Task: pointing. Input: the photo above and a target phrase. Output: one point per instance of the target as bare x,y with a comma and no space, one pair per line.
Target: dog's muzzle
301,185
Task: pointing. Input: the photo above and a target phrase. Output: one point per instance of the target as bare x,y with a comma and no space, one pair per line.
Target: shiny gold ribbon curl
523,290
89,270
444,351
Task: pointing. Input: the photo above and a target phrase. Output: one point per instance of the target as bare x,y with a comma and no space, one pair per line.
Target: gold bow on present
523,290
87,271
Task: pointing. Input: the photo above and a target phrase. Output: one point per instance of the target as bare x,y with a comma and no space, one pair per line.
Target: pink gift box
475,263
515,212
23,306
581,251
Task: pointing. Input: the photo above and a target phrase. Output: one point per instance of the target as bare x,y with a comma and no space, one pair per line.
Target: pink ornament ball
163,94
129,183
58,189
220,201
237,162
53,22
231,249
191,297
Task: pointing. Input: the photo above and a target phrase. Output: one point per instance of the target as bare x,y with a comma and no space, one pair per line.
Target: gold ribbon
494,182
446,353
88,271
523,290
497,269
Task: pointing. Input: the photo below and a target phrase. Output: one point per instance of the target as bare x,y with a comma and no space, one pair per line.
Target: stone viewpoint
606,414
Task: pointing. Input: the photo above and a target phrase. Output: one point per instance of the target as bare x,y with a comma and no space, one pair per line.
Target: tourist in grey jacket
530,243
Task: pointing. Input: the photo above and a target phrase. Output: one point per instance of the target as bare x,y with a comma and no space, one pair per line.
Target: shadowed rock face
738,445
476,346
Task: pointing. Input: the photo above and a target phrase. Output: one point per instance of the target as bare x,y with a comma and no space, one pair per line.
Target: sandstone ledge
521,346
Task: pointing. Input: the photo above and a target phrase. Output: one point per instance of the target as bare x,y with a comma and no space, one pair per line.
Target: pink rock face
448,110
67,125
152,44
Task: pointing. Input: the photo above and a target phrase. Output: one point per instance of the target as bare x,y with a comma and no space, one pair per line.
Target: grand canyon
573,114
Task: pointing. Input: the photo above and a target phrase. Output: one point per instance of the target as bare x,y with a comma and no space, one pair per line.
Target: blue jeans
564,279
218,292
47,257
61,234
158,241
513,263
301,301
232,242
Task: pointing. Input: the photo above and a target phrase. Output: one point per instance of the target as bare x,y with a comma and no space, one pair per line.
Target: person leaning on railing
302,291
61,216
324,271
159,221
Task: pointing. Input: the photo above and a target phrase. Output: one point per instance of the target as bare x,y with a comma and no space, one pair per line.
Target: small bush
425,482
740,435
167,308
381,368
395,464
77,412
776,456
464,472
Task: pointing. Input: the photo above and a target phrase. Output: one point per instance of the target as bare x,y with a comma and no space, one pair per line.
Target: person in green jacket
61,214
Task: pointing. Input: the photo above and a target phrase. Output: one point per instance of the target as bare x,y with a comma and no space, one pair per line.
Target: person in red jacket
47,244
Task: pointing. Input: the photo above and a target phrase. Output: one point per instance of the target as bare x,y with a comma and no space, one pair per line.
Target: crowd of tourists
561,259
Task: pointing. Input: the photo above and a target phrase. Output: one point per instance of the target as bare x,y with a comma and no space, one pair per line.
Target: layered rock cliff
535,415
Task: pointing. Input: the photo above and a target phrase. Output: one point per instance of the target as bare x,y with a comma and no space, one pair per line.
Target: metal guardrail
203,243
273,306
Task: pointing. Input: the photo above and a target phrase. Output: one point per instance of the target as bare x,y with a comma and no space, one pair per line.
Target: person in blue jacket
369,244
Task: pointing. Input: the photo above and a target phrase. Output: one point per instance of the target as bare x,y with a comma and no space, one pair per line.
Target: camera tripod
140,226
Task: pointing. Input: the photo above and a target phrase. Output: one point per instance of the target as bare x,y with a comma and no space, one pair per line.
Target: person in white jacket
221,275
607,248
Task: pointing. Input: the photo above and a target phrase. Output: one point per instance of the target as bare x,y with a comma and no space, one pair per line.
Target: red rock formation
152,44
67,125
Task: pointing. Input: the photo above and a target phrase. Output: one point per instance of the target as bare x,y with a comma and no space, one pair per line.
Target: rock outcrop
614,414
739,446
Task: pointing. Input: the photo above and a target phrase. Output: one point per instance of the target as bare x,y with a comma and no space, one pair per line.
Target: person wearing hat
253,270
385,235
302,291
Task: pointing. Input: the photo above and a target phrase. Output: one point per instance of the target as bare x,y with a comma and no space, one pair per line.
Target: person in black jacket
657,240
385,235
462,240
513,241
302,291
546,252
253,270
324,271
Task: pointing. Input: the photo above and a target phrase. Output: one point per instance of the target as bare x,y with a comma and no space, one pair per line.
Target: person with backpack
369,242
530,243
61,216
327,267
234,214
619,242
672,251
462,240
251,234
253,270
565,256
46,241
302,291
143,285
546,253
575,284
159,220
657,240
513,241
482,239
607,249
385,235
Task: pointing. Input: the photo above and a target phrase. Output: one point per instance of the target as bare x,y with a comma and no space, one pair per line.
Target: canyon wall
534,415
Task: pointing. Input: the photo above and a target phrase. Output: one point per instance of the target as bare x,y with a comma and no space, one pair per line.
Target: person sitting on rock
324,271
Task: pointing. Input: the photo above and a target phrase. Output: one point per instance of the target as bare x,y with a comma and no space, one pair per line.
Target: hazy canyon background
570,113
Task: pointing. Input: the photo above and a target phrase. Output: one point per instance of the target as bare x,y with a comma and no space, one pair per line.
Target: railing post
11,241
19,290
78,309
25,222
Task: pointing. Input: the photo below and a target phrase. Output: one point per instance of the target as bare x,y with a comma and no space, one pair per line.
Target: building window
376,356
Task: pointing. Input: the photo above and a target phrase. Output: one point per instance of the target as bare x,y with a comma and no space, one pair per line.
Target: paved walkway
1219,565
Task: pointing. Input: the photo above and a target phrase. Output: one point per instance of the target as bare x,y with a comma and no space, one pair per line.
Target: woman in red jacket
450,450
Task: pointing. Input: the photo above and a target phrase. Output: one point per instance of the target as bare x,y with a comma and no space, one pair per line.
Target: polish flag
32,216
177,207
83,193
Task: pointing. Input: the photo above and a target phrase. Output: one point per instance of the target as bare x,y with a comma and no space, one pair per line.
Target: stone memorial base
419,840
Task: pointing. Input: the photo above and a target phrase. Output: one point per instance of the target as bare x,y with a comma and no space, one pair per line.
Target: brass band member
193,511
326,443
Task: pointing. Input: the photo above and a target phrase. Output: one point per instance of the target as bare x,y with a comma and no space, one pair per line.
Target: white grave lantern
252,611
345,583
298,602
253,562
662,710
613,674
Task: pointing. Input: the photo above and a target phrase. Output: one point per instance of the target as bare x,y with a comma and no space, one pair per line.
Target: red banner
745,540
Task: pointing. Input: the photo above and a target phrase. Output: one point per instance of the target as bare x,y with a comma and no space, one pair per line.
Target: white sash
===
> [Exercise task] Pick out every line in the rows above that contains the word "ribbon" and copy each one. Matching is case-sensitive.

> [Task response]
Target: shiny gold ribbon curl
Target: gold ribbon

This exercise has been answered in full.